-- WORK TO BE COMPLETED --
Write out the material exactly, without any of its pictures.

## start DATA SECTION

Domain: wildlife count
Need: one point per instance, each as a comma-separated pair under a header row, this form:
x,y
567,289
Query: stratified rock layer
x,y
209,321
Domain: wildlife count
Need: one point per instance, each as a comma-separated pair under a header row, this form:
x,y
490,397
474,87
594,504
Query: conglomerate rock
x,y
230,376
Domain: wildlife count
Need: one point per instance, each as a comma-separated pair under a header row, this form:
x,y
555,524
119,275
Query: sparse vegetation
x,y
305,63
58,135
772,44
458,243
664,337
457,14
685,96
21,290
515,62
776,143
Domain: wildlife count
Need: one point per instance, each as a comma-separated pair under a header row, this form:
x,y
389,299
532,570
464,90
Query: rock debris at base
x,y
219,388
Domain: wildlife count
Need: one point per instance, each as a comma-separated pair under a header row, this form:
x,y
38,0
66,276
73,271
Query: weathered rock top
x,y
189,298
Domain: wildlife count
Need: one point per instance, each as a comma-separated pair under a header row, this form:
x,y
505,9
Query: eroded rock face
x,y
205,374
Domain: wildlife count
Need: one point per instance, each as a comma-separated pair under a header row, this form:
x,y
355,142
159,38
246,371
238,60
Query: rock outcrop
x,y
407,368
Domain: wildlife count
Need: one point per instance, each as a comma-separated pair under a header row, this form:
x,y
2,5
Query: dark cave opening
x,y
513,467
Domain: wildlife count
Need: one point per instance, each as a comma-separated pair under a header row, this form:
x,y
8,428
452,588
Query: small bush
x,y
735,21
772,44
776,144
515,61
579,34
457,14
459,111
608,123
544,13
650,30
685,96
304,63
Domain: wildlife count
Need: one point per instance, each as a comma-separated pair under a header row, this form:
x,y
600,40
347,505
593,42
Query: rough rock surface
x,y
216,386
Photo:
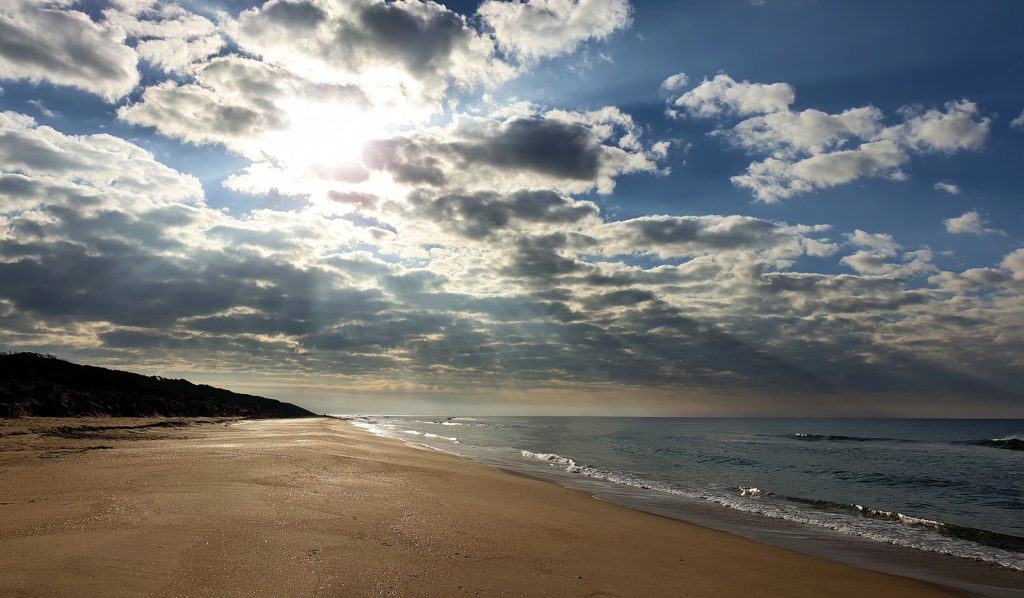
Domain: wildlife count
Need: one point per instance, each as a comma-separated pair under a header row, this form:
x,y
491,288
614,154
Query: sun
x,y
322,136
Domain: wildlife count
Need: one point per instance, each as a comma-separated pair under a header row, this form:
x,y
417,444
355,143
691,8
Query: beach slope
x,y
314,507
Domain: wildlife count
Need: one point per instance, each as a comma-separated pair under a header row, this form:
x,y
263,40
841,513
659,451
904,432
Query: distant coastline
x,y
38,385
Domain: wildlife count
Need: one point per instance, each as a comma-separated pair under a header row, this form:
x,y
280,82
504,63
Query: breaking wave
x,y
881,525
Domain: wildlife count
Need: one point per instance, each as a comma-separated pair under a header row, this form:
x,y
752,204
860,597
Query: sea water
x,y
948,486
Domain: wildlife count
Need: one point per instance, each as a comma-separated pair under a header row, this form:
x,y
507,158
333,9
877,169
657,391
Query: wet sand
x,y
317,508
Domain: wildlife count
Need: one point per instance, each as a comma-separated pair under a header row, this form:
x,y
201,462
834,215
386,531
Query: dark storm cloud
x,y
478,215
542,257
409,161
558,148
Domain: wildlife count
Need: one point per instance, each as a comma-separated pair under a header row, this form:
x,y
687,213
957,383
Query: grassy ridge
x,y
32,384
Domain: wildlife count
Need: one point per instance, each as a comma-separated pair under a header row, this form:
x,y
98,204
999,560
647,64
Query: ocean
x,y
946,486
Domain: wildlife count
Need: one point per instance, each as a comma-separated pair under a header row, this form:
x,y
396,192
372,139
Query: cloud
x,y
165,34
957,128
568,152
47,161
788,133
539,29
675,82
400,52
692,236
1018,122
724,95
1014,262
482,214
969,223
880,255
65,47
812,150
775,179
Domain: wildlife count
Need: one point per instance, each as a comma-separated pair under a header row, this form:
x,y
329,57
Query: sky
x,y
735,208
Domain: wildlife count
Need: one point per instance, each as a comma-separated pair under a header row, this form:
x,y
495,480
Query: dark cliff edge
x,y
35,385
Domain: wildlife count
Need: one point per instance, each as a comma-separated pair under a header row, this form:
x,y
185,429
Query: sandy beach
x,y
315,507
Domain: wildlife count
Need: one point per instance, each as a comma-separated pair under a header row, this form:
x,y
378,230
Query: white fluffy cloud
x,y
958,127
41,42
724,95
165,34
1018,122
674,82
35,158
969,223
813,150
538,29
401,53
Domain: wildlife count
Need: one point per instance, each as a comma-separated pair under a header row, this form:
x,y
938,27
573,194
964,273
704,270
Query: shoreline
x,y
315,506
963,573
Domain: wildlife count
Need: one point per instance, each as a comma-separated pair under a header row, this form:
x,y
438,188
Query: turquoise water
x,y
951,486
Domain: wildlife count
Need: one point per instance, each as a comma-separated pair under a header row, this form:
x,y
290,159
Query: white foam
x,y
429,435
913,532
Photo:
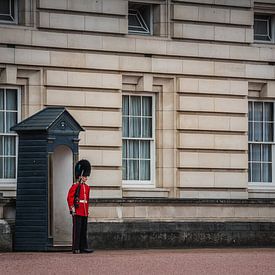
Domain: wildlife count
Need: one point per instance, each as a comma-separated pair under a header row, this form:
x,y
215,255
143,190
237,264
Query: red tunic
x,y
84,193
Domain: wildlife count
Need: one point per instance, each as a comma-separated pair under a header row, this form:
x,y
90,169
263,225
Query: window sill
x,y
143,192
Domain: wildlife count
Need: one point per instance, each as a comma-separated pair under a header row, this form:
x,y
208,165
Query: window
x,y
140,18
9,113
263,27
8,11
261,141
138,139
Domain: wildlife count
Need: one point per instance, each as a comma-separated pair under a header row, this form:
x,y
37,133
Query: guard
x,y
78,202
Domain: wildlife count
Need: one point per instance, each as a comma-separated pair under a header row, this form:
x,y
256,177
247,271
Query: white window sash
x,y
5,182
151,182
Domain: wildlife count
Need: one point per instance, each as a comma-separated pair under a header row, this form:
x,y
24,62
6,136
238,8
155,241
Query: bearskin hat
x,y
82,168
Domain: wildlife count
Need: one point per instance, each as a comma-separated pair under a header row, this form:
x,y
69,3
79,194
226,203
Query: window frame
x,y
150,27
151,182
271,26
15,21
6,182
262,184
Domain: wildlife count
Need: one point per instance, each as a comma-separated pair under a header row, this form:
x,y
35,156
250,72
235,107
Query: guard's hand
x,y
72,212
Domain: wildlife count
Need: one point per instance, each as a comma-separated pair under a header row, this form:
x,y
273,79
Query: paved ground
x,y
131,262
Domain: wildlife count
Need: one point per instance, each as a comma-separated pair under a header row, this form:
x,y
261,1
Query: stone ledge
x,y
168,201
146,234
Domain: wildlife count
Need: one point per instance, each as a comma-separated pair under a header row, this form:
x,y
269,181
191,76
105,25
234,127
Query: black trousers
x,y
79,232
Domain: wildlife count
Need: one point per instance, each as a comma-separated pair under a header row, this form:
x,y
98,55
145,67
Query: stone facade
x,y
202,65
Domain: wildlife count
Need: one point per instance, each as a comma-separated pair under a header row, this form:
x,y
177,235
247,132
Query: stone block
x,y
102,138
241,17
198,141
67,21
182,48
103,99
198,104
198,31
215,15
239,3
198,67
66,59
119,44
166,65
230,34
150,46
214,51
65,97
188,85
115,7
184,12
85,6
231,142
133,63
15,36
82,41
49,39
102,157
229,69
105,177
102,61
259,71
32,57
230,105
97,118
53,4
231,179
56,78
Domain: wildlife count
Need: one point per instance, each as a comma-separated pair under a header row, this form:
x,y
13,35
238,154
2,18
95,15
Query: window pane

## end DATA SECTION

-- TASK RESPONSE --
Domain: wildlife count
Need: one point per instance, each as a comma-separated pair under a header row, this form:
x,y
567,289
Query: stratified rock layer
x,y
209,321
Domain: wildlife count
Need: one point per instance, each as a comma-separated pair under a header row, this form:
x,y
490,397
474,87
594,504
Query: conglomerate rock
x,y
230,376
Domain: wildlife count
Need: one point per instance, each as a comma-separated pair under a header row, this form:
x,y
555,524
119,275
Query: sparse vegetation
x,y
305,63
58,135
772,44
458,243
664,337
457,14
685,96
21,290
515,62
776,143
Domain: wildlife count
Need: one point per instance, each as a comma-separated pair under a header row, this form:
x,y
389,299
532,570
464,90
Query: rock debris at base
x,y
219,388
Domain: wildlife count
Need: one point per instance, each as a comma-separated pair under a header row, this form:
x,y
38,0
66,276
73,271
Query: weathered rock top
x,y
189,298
Domain: wildlife count
Need: one point per instance, each as a comma-separated pair under a header row, this form:
x,y
505,9
Query: eroded rock face
x,y
205,374
Domain: wildlife count
Need: one point per instance, each as a comma-separated pair under a header row, this form:
x,y
355,142
159,38
246,371
238,60
Query: rock outcrop
x,y
407,368
Domain: wildlife count
Need: one point per instance, each as a comma-separated pair under a header row, this form:
x,y
2,5
Query: dark cave opening
x,y
513,467
Domain: wildlife count
Need: one point per instance, each as a comma-separated pair under a header row, this form:
x,y
8,428
452,588
Query: small bush
x,y
735,21
772,44
776,144
515,61
579,34
457,14
459,111
608,123
544,13
650,30
685,96
304,63
Domain: wildlife count
Need: one point per instance, each as a comma-separated pair under a header row, this form:
x,y
600,40
347,505
593,42
Query: rough rock surface
x,y
216,386
Photo:
Domain: wildlife count
Need: one point per instance, each as a comma-separated pair under a header row, this form:
x,y
491,288
614,154
Query: sun
x,y
322,136
Domain: wildlife count
Need: one point per instance, each as a comma-separated pair under a header row, this form:
x,y
417,444
355,143
691,8
Query: beach slope
x,y
314,507
Domain: wildlife count
Need: one point per instance, each as a comma-separated pair under a header row, this form:
x,y
263,40
841,513
659,451
904,432
Query: distant coastline
x,y
38,385
Domain: wildlife count
Need: one point per instance, each as a comma-separated pair under a header row, this form:
x,y
280,82
504,63
Query: breaking wave
x,y
881,525
Domain: wildlife count
Need: one point per instance, each as a comma-separated pair under a header row, this form:
x,y
752,204
860,597
Query: sea water
x,y
948,486
Domain: wildlife count
Need: one point per instance, each as a comma-separated pair under a header row, this form:
x,y
507,158
333,9
877,169
657,391
Query: wet sand
x,y
317,508
Domain: wildlife count
Need: one point per instance, each as a comma-separated pair under a header row, this form:
x,y
201,462
834,215
386,531
Query: dark storm cloud
x,y
478,215
542,257
409,161
558,148
Domain: wildlife count
Need: one point per instance, each as a comma-separated pair under a header row, this form:
x,y
687,213
957,383
Query: grassy ridge
x,y
32,384
Domain: wildlife count
Need: one point per instance, each as a comma-separated pair under a header row, this form:
x,y
98,204
999,560
647,64
Query: ocean
x,y
946,486
Domain: wildlife count
Need: one point per instance, each as a comma-separated pair under a header row, this form:
x,y
396,192
372,139
Query: cloud
x,y
165,34
957,128
568,152
47,161
788,133
539,29
675,82
400,52
692,236
1018,122
724,95
1014,262
482,214
969,223
880,255
65,47
812,150
775,179
Domain: wildlife count
Need: one point per instance, each as a comma-separated pair under a header row, this form:
x,y
329,57
Query: sky
x,y
735,208
Domain: wildlife count
Need: one point per instance, each as a comma-separated pair under a header row, this form:
x,y
495,480
Query: dark cliff edge
x,y
35,385
Domain: wildlife count
Need: one point per instance, each as a comma-separated pair under a header row, this form:
x,y
185,429
Query: sandy beach
x,y
315,507
Domain: wildlife count
Need: one point per instance, each as a comma-separated pair under a header row, this form:
x,y
378,230
Query: white fluffy cloud
x,y
958,127
41,42
724,95
165,34
1018,122
674,82
35,158
969,223
813,150
538,29
401,53
Domain: wildlife count
Need: one point per instance, each as a comma-separated pair under a header row, this form:
x,y
938,27
573,194
964,273
704,270
Query: shoreline
x,y
315,506
963,573
Domain: wildlife count
Need: one point per instance, each as a comma-separated pair under a header row, this form:
x,y
438,188
Query: turquoise water
x,y
951,486
Domain: wildlife count
Need: one point per instance, each as a comma-separated pair under a header row, this form:
x,y
290,159
Query: white foam
x,y
429,435
913,532
Photo:
Domain: wildlife count
Need: one point per instance, each as a comma-separated pair under a header row, this form:
x,y
215,255
143,190
237,264
Query: red tunic
x,y
84,193
Domain: wildlife count
Need: one point per instance, each as a comma-separated pair under a header row, this form:
x,y
90,169
263,225
Query: window sill
x,y
143,192
Domain: wildlife count
Need: one point per instance, each as a comma-separated pair under a header row, this form:
x,y
208,165
Query: window
x,y
140,18
9,113
263,27
8,11
261,141
138,139
Domain: wildlife count
Need: one point per instance, each as a comma-separated pair under a header row, this form:
x,y
37,133
Query: guard
x,y
78,202
Domain: wildlife count
Need: one point per instance, each as a comma-separated pair under a header row, this form:
x,y
256,177
247,271
Query: white window sash
x,y
5,182
151,182
Domain: wildlife count
Need: one point per instance, each as a comma-separated pair under a header row, this form:
x,y
24,62
6,136
238,8
155,241
Query: bearskin hat
x,y
82,168
Domain: wildlife count
Need: one point per instance, each as a comma-separated pair under a header row, this form:
x,y
69,3
79,194
226,203
Query: window frame
x,y
150,27
151,182
271,26
15,21
6,182
262,184
Domain: wildlife count
Need: one point per instance, each as a comma-separated pair under a header row, this form:
x,y
35,156
250,72
235,107
Query: guard's hand
x,y
72,212
Domain: wildlife count
Need: one point per instance, each as a comma-separated pair under a header row, this form:
x,y
273,79
Query: paved ground
x,y
131,262
Domain: wildlife count
Need: one point per instance, each as a comma-separated pair under a header row, this form:
x,y
261,1
Query: stone ledge
x,y
168,201
146,234
Domain: wildlife count
Need: one point per instance, each as a comma-separated pair under a header row, this form:
x,y
269,181
191,76
105,25
234,127
Query: black trousers
x,y
79,232
Domain: wildlife count
Need: one point per instance, each as a comma-separated pair under a header row, this form:
x,y
98,55
145,67
Query: stone facade
x,y
202,65
Domain: wildlife count
Need: one point per instance, each as a comma-separated pair under a header row, this form:
x,y
177,235
247,132
Query: stone block
x,y
102,138
241,17
198,141
67,21
182,48
103,99
198,104
198,31
215,15
239,3
198,67
66,59
119,44
166,65
230,34
150,46
214,51
65,97
188,85
115,7
184,12
85,6
231,142
133,63
15,36
82,41
49,39
102,157
229,69
105,177
102,61
259,71
32,57
230,105
97,118
53,4
231,179
56,78
Domain: wildlife count
Need: one point per instance, each as a comma-separated pair under a header row, this form:
x,y
13,35
238,154
2,18
95,15
Query: window pane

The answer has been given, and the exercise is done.